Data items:
=== Begin Enclosure ===

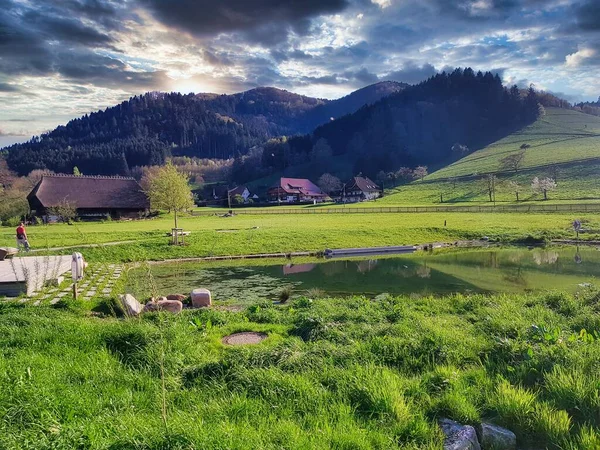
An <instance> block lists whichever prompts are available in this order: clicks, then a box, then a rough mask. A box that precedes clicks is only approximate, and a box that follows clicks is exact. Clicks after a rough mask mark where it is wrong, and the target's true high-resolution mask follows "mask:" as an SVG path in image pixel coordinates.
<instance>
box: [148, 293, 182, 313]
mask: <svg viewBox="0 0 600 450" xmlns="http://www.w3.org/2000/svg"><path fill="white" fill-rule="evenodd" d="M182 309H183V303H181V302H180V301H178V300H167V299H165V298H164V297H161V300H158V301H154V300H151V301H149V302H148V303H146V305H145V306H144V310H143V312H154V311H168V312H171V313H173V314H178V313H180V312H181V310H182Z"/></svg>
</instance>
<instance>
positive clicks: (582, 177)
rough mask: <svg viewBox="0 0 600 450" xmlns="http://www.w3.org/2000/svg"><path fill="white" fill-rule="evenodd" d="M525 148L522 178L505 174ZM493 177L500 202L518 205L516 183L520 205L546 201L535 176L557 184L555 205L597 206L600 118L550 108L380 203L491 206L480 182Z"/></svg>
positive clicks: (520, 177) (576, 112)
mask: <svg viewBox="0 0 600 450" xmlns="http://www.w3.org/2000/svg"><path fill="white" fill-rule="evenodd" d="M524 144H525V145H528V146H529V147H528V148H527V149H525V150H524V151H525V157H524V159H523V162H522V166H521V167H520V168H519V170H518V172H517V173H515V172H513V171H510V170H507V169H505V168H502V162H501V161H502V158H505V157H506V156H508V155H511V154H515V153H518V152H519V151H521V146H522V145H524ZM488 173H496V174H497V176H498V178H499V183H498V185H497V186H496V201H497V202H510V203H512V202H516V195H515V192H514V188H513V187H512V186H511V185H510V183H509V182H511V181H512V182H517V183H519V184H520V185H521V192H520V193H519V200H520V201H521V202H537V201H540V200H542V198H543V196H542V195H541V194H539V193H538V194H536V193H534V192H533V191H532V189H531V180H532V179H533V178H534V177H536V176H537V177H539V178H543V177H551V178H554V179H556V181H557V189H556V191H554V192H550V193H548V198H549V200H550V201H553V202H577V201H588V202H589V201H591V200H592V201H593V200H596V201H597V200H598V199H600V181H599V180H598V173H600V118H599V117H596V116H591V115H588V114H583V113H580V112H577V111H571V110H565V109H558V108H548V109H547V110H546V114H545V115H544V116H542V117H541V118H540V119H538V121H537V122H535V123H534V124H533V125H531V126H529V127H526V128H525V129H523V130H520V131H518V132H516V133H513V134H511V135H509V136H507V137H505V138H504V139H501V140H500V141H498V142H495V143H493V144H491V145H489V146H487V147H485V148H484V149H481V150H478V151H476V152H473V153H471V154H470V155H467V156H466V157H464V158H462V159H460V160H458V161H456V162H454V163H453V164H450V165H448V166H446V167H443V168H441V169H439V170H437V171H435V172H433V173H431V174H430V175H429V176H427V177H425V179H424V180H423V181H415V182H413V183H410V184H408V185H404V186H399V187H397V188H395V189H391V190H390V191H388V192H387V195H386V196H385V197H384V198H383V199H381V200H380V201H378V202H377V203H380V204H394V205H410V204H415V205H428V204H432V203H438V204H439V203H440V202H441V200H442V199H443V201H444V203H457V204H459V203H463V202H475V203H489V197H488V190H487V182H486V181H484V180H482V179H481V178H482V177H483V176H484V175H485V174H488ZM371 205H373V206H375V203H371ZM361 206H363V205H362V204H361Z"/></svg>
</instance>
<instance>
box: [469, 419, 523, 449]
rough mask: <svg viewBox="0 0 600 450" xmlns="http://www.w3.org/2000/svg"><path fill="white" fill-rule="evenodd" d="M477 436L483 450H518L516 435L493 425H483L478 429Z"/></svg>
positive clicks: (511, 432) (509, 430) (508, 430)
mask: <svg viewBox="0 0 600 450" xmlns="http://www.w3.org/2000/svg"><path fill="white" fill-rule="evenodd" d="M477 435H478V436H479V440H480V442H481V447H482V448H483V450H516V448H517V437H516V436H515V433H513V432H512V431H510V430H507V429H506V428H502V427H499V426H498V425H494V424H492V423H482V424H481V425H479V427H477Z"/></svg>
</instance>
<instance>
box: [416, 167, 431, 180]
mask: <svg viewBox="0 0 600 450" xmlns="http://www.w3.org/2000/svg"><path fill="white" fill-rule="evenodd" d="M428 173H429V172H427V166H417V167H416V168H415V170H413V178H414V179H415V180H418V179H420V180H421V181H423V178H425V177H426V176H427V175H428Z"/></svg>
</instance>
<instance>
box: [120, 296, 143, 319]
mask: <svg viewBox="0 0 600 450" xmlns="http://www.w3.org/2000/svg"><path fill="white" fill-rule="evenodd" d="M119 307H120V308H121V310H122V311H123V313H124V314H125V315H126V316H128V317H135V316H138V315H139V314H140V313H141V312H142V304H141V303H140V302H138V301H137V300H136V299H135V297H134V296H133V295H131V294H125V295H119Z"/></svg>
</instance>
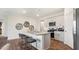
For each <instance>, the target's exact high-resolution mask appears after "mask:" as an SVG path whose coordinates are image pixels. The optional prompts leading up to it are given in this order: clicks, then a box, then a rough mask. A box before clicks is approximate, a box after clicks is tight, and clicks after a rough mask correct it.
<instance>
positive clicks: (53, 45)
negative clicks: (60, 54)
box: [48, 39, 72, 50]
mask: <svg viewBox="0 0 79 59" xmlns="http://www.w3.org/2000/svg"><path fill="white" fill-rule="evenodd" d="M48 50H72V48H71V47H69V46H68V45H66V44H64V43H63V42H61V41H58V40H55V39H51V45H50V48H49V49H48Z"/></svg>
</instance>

=== End Enclosure ===

**WHAT NEEDS TO BE DONE**
Could you write out all the lines again with every "positive clicks" renamed to "foreground clicks", changing nothing else and leaving the pictures out?

**RESULT OF THIS EXERCISE**
An <instance> block lists whichever prompts are available in this order: clicks, then a box, then a rough mask. A box that precedes clicks is only approximate, and a box that follows clicks is exact. Clicks after a rough mask mark where it is wrong, and the target's true high-resolution mask follows "mask:" as an SVG path in image pixel coordinates.
<instance>
box: [148, 293, 182, 313]
mask: <svg viewBox="0 0 600 450" xmlns="http://www.w3.org/2000/svg"><path fill="white" fill-rule="evenodd" d="M182 309H183V303H181V302H180V301H178V300H167V299H165V298H164V297H161V300H158V301H154V300H151V301H149V302H148V303H146V305H145V306H144V310H143V312H154V311H168V312H171V313H173V314H178V313H180V312H181V310H182Z"/></svg>
</instance>
<instance>
foreground clicks: (582, 177)
rough mask: <svg viewBox="0 0 600 450" xmlns="http://www.w3.org/2000/svg"><path fill="white" fill-rule="evenodd" d="M525 148L522 178L505 174ZM493 177L500 202L518 205L516 183L520 205L546 201L535 176L557 184L555 205L597 206L600 118L550 108L380 203L491 206L480 182Z"/></svg>
foreground clicks: (520, 177) (576, 112)
mask: <svg viewBox="0 0 600 450" xmlns="http://www.w3.org/2000/svg"><path fill="white" fill-rule="evenodd" d="M524 144H525V145H528V146H529V147H528V148H527V149H525V150H524V151H525V157H524V159H523V162H522V166H521V167H520V168H519V170H518V172H517V173H515V172H513V171H510V170H507V169H505V168H502V162H501V161H502V158H505V157H506V156H508V155H511V154H515V153H518V152H519V151H521V146H522V145H524ZM488 173H496V174H497V176H498V178H499V183H498V185H497V186H496V201H497V202H510V203H512V202H516V195H515V192H514V188H513V187H512V186H511V185H510V183H509V182H511V181H512V182H517V183H519V184H520V185H521V192H520V193H519V200H520V201H521V202H537V201H540V200H542V198H543V196H542V195H541V194H539V193H538V194H536V193H534V192H533V191H532V189H531V180H532V179H533V178H534V177H536V176H537V177H539V178H543V177H551V178H554V179H556V181H557V189H556V191H554V192H550V193H548V198H549V200H550V201H553V202H577V201H588V202H589V201H591V200H592V201H593V200H596V201H597V200H598V199H600V181H599V180H598V173H600V118H599V117H596V116H591V115H588V114H583V113H580V112H577V111H571V110H565V109H558V108H548V109H547V110H546V114H545V115H544V116H542V117H541V118H540V119H538V121H537V122H535V123H534V124H533V125H531V126H529V127H526V128H525V129H523V130H520V131H518V132H516V133H513V134H511V135H509V136H507V137H505V138H504V139H501V140H500V141H498V142H495V143H493V144H491V145H489V146H487V147H485V148H484V149H481V150H478V151H476V152H473V153H471V154H470V155H467V156H466V157H464V158H462V159H460V160H458V161H456V162H454V163H453V164H450V165H448V166H446V167H443V168H441V169H439V170H437V171H435V172H433V173H431V174H430V175H429V176H427V177H425V179H424V180H423V181H415V182H413V183H410V184H408V185H404V186H399V187H397V188H395V189H391V190H390V191H388V192H387V195H386V196H385V197H384V198H383V199H381V200H380V201H378V202H377V203H380V204H394V205H410V204H415V205H428V204H432V203H438V204H439V203H440V202H441V200H442V199H443V201H444V203H457V204H459V203H463V202H475V203H489V197H488V190H487V182H486V181H484V180H482V179H481V178H482V177H483V176H484V175H485V174H488ZM371 205H373V206H375V203H371ZM361 206H363V205H362V204H361Z"/></svg>
</instance>
<instance>
box: [469, 419, 523, 449]
rough mask: <svg viewBox="0 0 600 450" xmlns="http://www.w3.org/2000/svg"><path fill="white" fill-rule="evenodd" d="M477 436L483 450H518L516 435L493 425H483L478 429Z"/></svg>
foreground clicks: (511, 432) (509, 430) (508, 430)
mask: <svg viewBox="0 0 600 450" xmlns="http://www.w3.org/2000/svg"><path fill="white" fill-rule="evenodd" d="M477 435H478V436H479V440H480V442H481V447H482V448H483V450H516V448H517V437H516V436H515V433H513V432H512V431H510V430H507V429H506V428H502V427H499V426H498V425H494V424H492V423H482V424H481V425H479V427H477Z"/></svg>
</instance>
<instance>
box: [416, 167, 431, 180]
mask: <svg viewBox="0 0 600 450" xmlns="http://www.w3.org/2000/svg"><path fill="white" fill-rule="evenodd" d="M428 173H429V172H427V166H417V167H416V168H415V170H413V178H414V179H415V180H418V179H420V180H421V181H423V178H425V177H426V176H427V175H428Z"/></svg>
</instance>
<instance>
box: [120, 296, 143, 319]
mask: <svg viewBox="0 0 600 450" xmlns="http://www.w3.org/2000/svg"><path fill="white" fill-rule="evenodd" d="M119 307H120V308H121V310H122V311H123V313H124V314H125V315H126V316H128V317H135V316H138V315H139V314H140V313H141V312H142V304H141V303H140V302H138V301H137V300H136V299H135V297H134V296H133V295H131V294H125V295H119Z"/></svg>
</instance>
For each <instance>, the target's exact high-resolution mask appears after "mask:" as an SVG path whose coordinates are image pixels. The optional prompts leading up to it are given in this order: clicks, then a box, then a rough mask. A box before clicks is approximate, a box after clicks is tight, and clicks after a rough mask correct it.
<instance>
foreground clicks: (53, 45)
negative clicks: (60, 54)
box: [48, 39, 72, 50]
mask: <svg viewBox="0 0 79 59" xmlns="http://www.w3.org/2000/svg"><path fill="white" fill-rule="evenodd" d="M48 50H72V48H71V47H69V46H68V45H66V44H64V43H63V42H61V41H58V40H55V39H51V45H50V48H49V49H48Z"/></svg>
</instance>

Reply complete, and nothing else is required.